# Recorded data
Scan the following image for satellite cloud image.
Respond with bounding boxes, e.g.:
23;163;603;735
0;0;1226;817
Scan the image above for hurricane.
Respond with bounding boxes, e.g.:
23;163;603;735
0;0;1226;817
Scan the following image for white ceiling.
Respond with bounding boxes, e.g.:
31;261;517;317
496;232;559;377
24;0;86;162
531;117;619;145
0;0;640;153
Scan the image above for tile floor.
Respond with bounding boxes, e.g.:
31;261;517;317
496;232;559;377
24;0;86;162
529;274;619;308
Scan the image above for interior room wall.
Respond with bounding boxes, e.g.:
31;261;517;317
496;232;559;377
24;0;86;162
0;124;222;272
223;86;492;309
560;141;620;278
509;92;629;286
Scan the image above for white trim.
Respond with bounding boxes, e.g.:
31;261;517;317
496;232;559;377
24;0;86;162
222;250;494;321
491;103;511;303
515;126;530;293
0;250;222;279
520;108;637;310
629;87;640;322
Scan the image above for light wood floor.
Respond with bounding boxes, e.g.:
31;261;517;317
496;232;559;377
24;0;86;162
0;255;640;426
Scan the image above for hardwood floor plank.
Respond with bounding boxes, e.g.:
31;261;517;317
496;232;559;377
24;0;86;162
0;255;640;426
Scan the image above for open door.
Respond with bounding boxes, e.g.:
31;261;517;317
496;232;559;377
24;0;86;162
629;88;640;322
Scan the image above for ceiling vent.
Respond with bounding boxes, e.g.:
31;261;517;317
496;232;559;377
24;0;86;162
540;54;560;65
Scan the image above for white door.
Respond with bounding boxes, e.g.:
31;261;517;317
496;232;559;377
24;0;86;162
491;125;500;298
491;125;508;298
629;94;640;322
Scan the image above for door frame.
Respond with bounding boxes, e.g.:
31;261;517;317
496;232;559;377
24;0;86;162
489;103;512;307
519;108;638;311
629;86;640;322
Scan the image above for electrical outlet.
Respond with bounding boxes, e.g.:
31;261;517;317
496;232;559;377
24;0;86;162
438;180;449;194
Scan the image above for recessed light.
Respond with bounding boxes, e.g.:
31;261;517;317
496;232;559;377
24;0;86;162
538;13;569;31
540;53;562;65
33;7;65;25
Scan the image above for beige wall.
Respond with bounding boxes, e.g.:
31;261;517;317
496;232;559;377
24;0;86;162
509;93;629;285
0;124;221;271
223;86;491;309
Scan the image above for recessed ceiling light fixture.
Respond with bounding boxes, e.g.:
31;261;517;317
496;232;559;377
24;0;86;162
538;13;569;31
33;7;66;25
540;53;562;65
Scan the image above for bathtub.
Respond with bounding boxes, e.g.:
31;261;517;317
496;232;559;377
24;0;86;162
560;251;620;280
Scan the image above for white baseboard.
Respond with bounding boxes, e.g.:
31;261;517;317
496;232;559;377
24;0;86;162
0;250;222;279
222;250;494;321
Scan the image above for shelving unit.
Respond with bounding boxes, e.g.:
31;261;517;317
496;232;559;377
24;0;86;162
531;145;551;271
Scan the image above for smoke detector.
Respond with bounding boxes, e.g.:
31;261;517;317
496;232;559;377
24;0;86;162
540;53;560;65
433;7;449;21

# WRITTEN EXERCISE
Reproduce every line of the listing above verbatim.

# CORRECT RESPONSE
Scan the following image for satellite cloud image.
Respond with bounding boxes, e.g.:
23;163;603;735
0;0;1226;817
Scan the image above for hurricane.
Respond with bounding boxes, e.g.:
23;163;603;735
0;0;1226;817
Scan the following image for white ceiling.
Respond with bounding boxes, e.g.:
31;261;517;317
496;232;559;377
24;0;86;162
531;117;619;145
0;0;640;153
Scan the image above for tile floor.
Respond with bounding boxes, e.g.:
31;261;517;317
496;232;559;377
24;0;86;162
529;274;619;308
Scan the image above for interior room wall.
Respond with bounding boxes, e.g.:
31;261;517;317
496;232;559;377
24;0;86;162
0;124;222;272
223;86;492;309
560;141;620;278
509;92;629;286
Scan the image above for white trim.
Respond with bounding boxes, e.g.:
31;261;517;317
496;232;559;377
24;0;86;162
222;250;494;321
491;103;511;303
515;126;530;293
0;250;222;279
520;108;637;310
629;87;640;322
Scan the image above for light wood floor.
Respond with bounding boxes, e.g.:
31;261;517;317
496;232;559;377
24;0;86;162
0;255;640;426
Scan the image above for hardwood floor plank.
Respond with bounding boxes, e.g.:
31;261;517;317
496;232;559;377
24;0;86;162
0;255;640;426
Scan the image above for open door.
Respond with bounding boxes, e.g.:
31;261;517;317
496;232;559;377
24;0;86;162
629;88;640;322
Scan the image above for ceiling vent.
Respond with bounding boxes, e.g.:
31;261;517;317
496;232;559;377
24;0;86;162
540;54;560;65
Scan the image above for white door.
Respond with bounding boxes, e.g.:
31;261;517;317
496;232;559;377
24;0;86;162
491;125;500;298
491;125;508;298
629;94;640;322
Scan the image above for door frame.
Respond with bounding boxes, e.g.:
31;261;517;317
496;232;559;377
24;0;86;162
489;103;512;307
519;108;638;311
629;86;640;322
Scan the image above for electrical outlet.
Respond with bounding boxes, e.g.:
31;261;517;317
496;232;559;377
24;0;86;162
438;180;449;194
Scan the image above for recessed light.
Respond with bounding boxes, e.g.:
31;261;517;317
496;232;559;377
24;0;86;162
538;13;569;31
540;53;562;65
33;7;65;25
Scan the image above for beige wall.
Respond with bounding boxes, e.g.:
31;261;517;317
496;232;559;377
24;0;86;162
509;93;629;285
0;124;221;271
223;86;491;309
Scan the image above for recessed ceiling light fixture.
Respond with bounding boxes, e.g.:
31;261;517;317
496;232;559;377
24;0;86;162
538;13;569;31
33;7;66;25
540;53;562;65
Scan the image above for bathtub.
Respond with bounding boxes, e.g.:
31;261;517;317
496;232;559;377
24;0;86;162
560;251;620;280
Scan the image above for white baseboard.
Respond with bounding boxes, e.g.:
31;261;517;317
496;232;559;377
24;0;86;162
0;250;222;279
222;250;494;321
Scan the image above for shelving unit.
Respond with bounding boxes, e.g.:
31;261;517;317
496;232;559;377
24;0;86;162
531;145;551;271
Scan the image above for smoke detector.
Respond with bounding boxes, e.g.:
31;261;517;317
496;232;559;377
24;0;86;162
540;53;560;65
433;7;449;21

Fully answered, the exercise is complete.